OBJECTIVE:
Report every line of the data below that contains the word "shrine", copying each line in full and treating uppercase and lowercase letters as different.

DATASET RECORDS:
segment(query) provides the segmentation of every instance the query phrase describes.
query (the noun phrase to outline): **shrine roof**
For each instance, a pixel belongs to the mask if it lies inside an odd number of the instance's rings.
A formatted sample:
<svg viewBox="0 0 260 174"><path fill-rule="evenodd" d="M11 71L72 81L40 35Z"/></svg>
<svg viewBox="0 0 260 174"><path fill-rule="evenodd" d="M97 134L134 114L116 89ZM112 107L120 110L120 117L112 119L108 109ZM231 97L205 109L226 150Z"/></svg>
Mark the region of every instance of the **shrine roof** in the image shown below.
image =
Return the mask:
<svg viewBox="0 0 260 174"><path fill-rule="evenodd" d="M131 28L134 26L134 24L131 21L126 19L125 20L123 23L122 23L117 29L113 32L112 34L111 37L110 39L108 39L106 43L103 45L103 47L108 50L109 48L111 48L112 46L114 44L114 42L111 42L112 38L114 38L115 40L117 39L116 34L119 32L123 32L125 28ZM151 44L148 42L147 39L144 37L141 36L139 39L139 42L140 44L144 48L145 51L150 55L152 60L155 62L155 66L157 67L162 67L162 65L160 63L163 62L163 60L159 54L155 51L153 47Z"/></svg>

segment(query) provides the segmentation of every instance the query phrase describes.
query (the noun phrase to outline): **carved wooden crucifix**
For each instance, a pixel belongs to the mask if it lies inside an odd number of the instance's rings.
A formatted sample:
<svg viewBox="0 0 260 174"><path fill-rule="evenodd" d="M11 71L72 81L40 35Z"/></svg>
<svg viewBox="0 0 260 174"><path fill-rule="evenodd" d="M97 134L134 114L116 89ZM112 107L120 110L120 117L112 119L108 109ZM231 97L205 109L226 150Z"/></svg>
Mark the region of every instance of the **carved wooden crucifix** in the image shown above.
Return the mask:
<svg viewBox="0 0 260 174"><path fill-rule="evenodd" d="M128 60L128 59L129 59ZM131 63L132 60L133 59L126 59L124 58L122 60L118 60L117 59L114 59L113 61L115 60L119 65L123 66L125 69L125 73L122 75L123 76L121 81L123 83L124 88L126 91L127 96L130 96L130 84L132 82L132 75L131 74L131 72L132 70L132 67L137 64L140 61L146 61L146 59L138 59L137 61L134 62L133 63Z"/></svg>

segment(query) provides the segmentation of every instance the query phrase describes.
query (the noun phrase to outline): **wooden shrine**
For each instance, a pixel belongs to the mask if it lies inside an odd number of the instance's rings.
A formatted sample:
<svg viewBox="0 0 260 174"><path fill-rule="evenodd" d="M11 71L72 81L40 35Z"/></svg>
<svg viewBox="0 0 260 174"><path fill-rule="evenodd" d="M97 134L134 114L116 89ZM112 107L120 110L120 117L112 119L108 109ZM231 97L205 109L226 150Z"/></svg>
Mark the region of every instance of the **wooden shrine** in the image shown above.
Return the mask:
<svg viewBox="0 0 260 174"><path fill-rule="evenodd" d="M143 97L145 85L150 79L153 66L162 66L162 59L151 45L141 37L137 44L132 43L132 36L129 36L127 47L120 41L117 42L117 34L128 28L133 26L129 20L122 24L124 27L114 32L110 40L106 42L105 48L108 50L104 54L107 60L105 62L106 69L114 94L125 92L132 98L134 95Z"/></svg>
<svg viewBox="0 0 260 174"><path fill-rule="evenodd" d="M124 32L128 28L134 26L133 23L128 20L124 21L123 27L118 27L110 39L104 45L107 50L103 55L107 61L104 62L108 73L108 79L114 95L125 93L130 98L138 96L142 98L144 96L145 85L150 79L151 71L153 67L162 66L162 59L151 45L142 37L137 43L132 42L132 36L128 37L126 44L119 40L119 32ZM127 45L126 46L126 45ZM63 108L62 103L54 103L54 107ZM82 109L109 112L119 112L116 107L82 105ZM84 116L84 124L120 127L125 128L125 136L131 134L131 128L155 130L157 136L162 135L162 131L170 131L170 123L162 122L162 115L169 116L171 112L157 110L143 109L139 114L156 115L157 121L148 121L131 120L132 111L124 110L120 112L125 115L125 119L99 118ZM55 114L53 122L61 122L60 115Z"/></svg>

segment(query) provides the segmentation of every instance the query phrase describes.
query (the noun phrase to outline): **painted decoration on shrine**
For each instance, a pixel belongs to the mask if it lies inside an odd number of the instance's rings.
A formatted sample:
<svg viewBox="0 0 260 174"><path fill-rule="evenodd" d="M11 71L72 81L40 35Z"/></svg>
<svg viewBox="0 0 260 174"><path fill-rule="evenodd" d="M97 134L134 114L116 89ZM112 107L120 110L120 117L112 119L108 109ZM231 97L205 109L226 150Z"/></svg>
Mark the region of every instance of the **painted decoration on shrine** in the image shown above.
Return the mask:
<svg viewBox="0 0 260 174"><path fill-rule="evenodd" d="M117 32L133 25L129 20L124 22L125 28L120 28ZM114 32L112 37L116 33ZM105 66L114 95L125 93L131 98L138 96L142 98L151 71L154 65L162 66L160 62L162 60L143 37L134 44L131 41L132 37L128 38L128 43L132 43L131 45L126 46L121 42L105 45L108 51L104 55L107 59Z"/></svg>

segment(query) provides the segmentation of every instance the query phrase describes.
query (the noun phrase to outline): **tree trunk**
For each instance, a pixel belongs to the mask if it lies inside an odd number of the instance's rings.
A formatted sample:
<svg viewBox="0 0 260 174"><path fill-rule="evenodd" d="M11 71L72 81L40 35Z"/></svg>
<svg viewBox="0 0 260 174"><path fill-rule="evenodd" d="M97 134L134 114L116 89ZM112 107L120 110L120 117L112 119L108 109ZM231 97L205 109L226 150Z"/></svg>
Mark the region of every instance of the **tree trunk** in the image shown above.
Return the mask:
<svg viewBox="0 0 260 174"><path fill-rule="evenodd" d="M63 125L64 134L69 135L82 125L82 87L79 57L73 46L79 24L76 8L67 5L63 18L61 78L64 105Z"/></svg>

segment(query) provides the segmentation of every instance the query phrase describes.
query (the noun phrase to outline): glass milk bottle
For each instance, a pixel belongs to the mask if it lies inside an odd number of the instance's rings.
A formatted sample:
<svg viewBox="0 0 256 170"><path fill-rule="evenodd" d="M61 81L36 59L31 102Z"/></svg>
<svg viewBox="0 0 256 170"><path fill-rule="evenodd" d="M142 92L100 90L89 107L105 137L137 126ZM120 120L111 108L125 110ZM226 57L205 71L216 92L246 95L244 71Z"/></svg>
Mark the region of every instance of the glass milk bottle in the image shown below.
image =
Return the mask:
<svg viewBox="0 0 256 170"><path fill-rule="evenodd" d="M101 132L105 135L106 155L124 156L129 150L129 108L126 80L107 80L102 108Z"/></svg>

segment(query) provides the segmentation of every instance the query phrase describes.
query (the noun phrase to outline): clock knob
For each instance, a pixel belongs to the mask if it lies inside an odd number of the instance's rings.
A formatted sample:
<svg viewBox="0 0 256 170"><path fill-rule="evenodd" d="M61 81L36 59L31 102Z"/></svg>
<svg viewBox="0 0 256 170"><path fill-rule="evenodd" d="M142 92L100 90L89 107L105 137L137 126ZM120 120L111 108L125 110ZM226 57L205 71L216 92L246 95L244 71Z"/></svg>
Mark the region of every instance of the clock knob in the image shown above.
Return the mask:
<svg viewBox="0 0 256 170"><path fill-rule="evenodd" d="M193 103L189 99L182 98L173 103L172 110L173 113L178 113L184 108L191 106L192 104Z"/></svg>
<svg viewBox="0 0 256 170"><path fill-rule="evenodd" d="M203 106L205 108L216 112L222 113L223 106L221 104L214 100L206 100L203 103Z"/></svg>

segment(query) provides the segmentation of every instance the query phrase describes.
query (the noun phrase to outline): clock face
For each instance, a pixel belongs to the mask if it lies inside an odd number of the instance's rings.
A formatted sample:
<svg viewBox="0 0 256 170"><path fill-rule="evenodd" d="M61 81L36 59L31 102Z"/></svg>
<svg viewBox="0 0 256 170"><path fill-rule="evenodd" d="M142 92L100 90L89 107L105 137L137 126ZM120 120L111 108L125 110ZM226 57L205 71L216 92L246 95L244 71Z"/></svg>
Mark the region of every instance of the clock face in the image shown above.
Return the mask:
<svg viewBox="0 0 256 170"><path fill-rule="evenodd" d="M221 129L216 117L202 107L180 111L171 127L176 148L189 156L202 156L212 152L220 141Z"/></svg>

OUTPUT OF THE TASK:
query (the noun phrase to outline): **shrine roof**
Mark the region of every instance of the **shrine roof** in the image shown below.
query (the noun phrase to outline): **wooden shrine**
Mark the region of every instance of the **wooden shrine** in the image shown above.
query (the noun phrase to outline): **painted decoration on shrine**
Mark the region of every instance of the **painted decoration on shrine** in the image shown above.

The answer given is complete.